[Rows from a pointing dataset]
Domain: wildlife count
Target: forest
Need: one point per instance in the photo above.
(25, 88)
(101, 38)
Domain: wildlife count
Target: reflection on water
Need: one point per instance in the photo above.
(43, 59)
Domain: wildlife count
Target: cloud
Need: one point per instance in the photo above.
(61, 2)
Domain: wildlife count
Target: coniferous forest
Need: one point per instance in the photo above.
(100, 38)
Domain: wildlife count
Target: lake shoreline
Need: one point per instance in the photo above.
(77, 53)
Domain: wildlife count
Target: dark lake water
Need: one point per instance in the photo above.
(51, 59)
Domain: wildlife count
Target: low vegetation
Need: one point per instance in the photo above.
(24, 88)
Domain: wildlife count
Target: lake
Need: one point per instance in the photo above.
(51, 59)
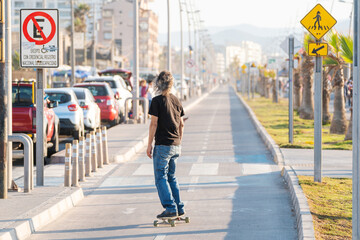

▶ [Exercise details]:
Pull out every line in the listing above that contains the string "forest". Only matches with the same uppercase and lowercase letters count.

▶ [Solution below]:
Target: forest
Target: coniferous forest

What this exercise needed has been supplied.